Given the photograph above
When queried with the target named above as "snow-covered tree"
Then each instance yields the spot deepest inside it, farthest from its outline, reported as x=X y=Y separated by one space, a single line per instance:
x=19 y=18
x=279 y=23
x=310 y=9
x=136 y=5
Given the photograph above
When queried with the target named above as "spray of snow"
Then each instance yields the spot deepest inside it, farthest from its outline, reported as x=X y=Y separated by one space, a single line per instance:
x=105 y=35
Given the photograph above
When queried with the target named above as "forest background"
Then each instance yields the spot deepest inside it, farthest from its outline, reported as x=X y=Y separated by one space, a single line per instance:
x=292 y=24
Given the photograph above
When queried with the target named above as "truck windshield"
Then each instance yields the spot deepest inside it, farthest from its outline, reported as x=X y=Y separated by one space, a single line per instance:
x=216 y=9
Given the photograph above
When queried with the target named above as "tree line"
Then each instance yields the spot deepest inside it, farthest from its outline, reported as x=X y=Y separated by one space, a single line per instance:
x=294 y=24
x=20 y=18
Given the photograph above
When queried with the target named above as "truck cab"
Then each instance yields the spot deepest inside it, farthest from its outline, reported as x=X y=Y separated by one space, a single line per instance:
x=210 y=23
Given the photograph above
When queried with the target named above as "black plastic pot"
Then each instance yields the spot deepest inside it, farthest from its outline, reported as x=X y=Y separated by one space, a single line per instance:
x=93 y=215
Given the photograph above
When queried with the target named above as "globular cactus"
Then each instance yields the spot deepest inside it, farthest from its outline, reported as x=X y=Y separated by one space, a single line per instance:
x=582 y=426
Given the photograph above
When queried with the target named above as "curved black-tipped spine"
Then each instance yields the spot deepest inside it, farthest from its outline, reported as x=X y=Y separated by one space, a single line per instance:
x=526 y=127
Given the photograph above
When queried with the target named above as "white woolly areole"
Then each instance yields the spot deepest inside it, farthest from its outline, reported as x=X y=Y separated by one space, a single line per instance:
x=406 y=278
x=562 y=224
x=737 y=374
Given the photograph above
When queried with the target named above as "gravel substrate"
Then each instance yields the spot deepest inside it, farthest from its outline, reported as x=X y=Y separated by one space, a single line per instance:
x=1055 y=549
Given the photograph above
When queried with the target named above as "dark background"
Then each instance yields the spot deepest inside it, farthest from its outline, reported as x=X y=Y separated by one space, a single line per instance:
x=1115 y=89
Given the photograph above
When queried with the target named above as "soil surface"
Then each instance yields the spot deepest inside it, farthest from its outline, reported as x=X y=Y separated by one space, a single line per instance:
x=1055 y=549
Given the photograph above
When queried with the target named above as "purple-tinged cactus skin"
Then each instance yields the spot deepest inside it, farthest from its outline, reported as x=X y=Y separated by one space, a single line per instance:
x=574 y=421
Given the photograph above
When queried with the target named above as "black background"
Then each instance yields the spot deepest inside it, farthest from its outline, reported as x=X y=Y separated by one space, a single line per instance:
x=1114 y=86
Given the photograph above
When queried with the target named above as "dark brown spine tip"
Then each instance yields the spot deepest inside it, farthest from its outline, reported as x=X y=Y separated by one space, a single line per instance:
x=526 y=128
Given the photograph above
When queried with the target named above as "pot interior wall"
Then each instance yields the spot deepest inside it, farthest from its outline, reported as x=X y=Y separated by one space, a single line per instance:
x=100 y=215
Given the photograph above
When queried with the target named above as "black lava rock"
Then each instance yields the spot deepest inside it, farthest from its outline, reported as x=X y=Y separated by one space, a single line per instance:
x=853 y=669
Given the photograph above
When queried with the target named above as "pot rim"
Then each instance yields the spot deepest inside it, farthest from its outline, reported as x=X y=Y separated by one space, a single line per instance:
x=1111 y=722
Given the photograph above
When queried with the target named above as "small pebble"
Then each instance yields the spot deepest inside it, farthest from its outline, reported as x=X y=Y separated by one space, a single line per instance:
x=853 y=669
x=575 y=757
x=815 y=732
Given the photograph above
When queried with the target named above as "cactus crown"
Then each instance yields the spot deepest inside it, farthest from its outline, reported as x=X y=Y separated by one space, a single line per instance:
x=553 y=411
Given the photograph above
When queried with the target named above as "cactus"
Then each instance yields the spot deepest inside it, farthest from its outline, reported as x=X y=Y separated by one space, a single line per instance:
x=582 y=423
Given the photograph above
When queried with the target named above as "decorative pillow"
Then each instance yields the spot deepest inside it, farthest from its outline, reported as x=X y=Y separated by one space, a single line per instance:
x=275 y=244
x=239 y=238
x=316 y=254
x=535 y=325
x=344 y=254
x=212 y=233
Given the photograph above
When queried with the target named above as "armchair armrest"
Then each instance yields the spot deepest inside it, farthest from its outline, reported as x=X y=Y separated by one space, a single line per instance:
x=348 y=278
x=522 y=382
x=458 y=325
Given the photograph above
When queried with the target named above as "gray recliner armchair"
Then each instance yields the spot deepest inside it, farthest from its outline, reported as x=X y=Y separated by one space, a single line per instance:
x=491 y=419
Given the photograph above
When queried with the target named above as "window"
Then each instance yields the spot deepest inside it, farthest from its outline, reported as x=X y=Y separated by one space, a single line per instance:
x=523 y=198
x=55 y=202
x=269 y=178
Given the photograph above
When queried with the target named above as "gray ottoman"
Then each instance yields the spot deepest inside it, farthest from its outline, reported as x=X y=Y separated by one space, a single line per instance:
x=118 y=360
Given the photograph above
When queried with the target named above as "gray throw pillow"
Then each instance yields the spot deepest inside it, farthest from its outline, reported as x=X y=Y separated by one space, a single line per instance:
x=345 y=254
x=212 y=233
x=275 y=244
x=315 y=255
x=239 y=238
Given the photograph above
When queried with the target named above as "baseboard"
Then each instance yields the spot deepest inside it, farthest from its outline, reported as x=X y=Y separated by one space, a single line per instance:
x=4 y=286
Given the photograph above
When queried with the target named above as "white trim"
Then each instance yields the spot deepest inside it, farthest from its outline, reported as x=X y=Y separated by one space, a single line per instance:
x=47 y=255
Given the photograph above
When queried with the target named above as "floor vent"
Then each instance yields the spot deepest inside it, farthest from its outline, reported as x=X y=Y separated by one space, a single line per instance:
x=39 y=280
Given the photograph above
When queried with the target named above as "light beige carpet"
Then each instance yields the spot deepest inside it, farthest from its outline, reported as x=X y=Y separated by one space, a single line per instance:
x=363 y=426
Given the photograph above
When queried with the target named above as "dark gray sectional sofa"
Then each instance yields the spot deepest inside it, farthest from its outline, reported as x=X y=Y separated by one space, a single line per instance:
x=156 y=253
###
* Instructions to follow
Repeat the records above exactly, from the first line to the last.

* Full response
Given the photograph above
When queried with the target named above as "snow-covered tree"
Then each instance yields the spot deepest inside it, farthest from its outline, reported as x=X y=Y separated by one space, a single line per instance:
x=19 y=18
x=279 y=23
x=310 y=9
x=136 y=5
Given the photograph above
When queried with the target named above as "spray of snow"
Then each instance yields the spot deepest inside it, farthest from its outline, reported as x=X y=Y separated by one space, a single line per instance:
x=105 y=35
Given the photograph above
When queried with the target named above as "forest background"
Then each instance yields the spot deepest inside it, farthest from its outline, reported as x=X y=Y separated by one space, a single line per instance:
x=292 y=24
Given the photograph above
When queried with the target named above as "truck windshield"
Then each instance yields the spot deepest inside it, farthest from its outline, reported as x=X y=Y separated by one space, a single line per instance:
x=216 y=9
Given the photograph above
When queried with the target named above as "tree line"
Then each instance yields the spot deepest inside it, farthest from its outline, reported as x=X y=Y separated by one space, a single line per instance:
x=294 y=24
x=20 y=18
Given the photograph above
When queried with the target named above as "truck cab"
Then each instance yields the spot deepest inside it, farthest from its outline, reported as x=X y=Y separated by one space, a single line per instance:
x=210 y=23
Given the photograph above
When queried with the target named above as "black plastic pot"
Then each instance yields the spot deepest inside it, farthest from its outline, reported as x=X y=Y separated by one space, a single line per instance:
x=93 y=215
Given the photograph above
When queried with the target named above as "globular cactus"
Then each instance yields the spot deepest inside it, farthest from its outline, reported as x=X y=Y separated by one space, a single line per instance:
x=582 y=426
Given the photograph above
When queried with the target named above as "curved black-tipped spine"
Then each instance yields the spot deepest inside it, farthest from its outline, reported as x=X y=Y separated by one space, a single line per instance:
x=526 y=127
Given the photograph above
When queried with the target named above as "white woolly areole"
Then each instance yields the spot deepest inside it, farthest from its outline, reported as x=X y=Y separated by one space, a single line per instance:
x=406 y=278
x=562 y=224
x=737 y=374
Given the photograph above
When queried with the target named above as "gravel substrate"
Then each instance yields the spot deepest inside it, farthest from its outline, reported as x=X y=Y separated by one space, a single line per instance:
x=1055 y=549
Given the photograph above
When queried with the target named above as "dark background"
Then each instance yields the spot deepest inside it, farthest from its outline, reported as x=X y=Y separated by one space, a single line per instance:
x=1115 y=89
Given the photograph above
When queried with the target named above as "soil surface"
Then each instance yields the spot deepest inside it, farthest from its outline, reported as x=X y=Y separated by one space, a single line per instance:
x=1055 y=549
Given the photograph above
When queried with the target named above as "purple-tinged cactus skin"
Then each instance yields the spot deepest inside it, farthest from its outline, reported as x=X y=Y separated by one space, a single line per instance:
x=574 y=421
Given the photograph above
When queried with the target named above as "black background"
Then each instance yields the spot deepest inside it, farthest from its outline, reported as x=X y=Y separated by one space, a single line per instance:
x=1114 y=86
Given the photograph above
When queried with the target named above as "dark brown spine tip"
Then each instance yields the spot deepest inside it, farthest from its outline, reported as x=X y=Y separated by one space, a single line per instance:
x=526 y=128
Given the photograph above
When queried with the target named above as "pot interior wall"
Then each instance yields the spot deepest inside it, farthest from its outline, reported as x=X y=Y separated by one space, a single line per instance:
x=100 y=215
Given the photograph above
When queried with the target named above as "black lava rock"
Then each instance yields the spot deepest inside it, farthest from its outline, reported as x=X y=Y separated by one space, a single line per instance:
x=853 y=669
Given the photograph above
When queried with the target named above as "pot rim"
Then each instance yields the spot deepest inside it, farthest from its outline, reported as x=X y=Y separated by one space, a single line per instance:
x=1111 y=722
Given the photograph above
When queried with the target named above as "small pebble"
Then each instance yields the spot deepest inside it, farthest from its outline, reported as x=X y=Y separated by one space, a single line per instance:
x=853 y=669
x=575 y=757
x=815 y=732
Given the photograph above
When queried with the target named above as "cactus crown"
Then each instance yields the spot deepest inside it, farthest from its outline, reported as x=X y=Y separated by one space, a single line per instance:
x=553 y=411
Given the photograph above
When queried with the target named above as "cactus"
Then each instance yields the spot deepest inside it, farthest from its outline, reported as x=X y=Y separated by one space, a single line per instance:
x=582 y=423
Given the photograph above
When queried with the target named above as "decorative pillow"
Then each instance yields the spot deepest inside it, farthest from its outline, reported as x=X y=Y separated by one space, a single line per instance:
x=275 y=244
x=239 y=238
x=316 y=254
x=535 y=325
x=344 y=254
x=212 y=233
Given the photograph above
When queried with the target named above as "armchair armrest"
Then each instance yields the spot deepest inside it, farthest from its outline, reported as x=X y=Y separated by one space, a single line per instance:
x=348 y=278
x=522 y=382
x=458 y=325
Given the photograph above
When queried with the target named above as "gray recliner armchair"
Then each instance yields the spot deepest inside it, farthest from its outline, reported as x=X y=Y separated by one space, a single line per instance:
x=491 y=419
Given the photograph above
When queried with the target named above as "window"
Then each instance yields the spot deepest inside it, farthest from its outline, reported as x=X y=Y separated by one space, a single line per instance:
x=523 y=198
x=55 y=202
x=269 y=178
Given the photograph above
When queried with the target named above as "gray ottoman"
Then each instance yields the spot deepest inside it, farthest from its outline, reported as x=X y=Y separated by one space, a single line per instance:
x=118 y=360
Given the photograph above
When queried with the target named above as "gray throw pillow"
Then each instance yields the spot deepest inside it, farthest from its outline, reported as x=X y=Y separated by one space, a single line per instance:
x=345 y=254
x=212 y=233
x=275 y=244
x=315 y=255
x=239 y=238
Given the photograph above
When queried with the target named above as "baseboard"
Then each instance yields the spot deepest inside it, farthest from its outline, reported as x=X y=Y separated by one space, a single line per instance:
x=4 y=286
Given the photograph above
When queried with the target named above as "white trim"
Then each instance yields the spot deepest inside it, farthest from its outline, reported as x=X y=Y separated by one space, a single line per instance:
x=47 y=255
Given the photograph above
When queried with the target named above as "floor vent"
Then each instance yields the spot deepest inside it, farthest from its outline, reported as x=X y=Y separated by one space, a single line per instance:
x=39 y=280
Given the photograph above
When queried with the target named above as "light beige carpet"
Then each instance yields the spot deepest inside it, farthest from its outline, reported as x=X y=Y separated by one space, a single line per instance:
x=363 y=426
Given the photograph above
When queried with the target named above as "dark gray sectional sofa"
Then each instance yields the spot deepest inside it, farthest from its outline, reported as x=X y=Y separated by one space, a single line per instance:
x=156 y=253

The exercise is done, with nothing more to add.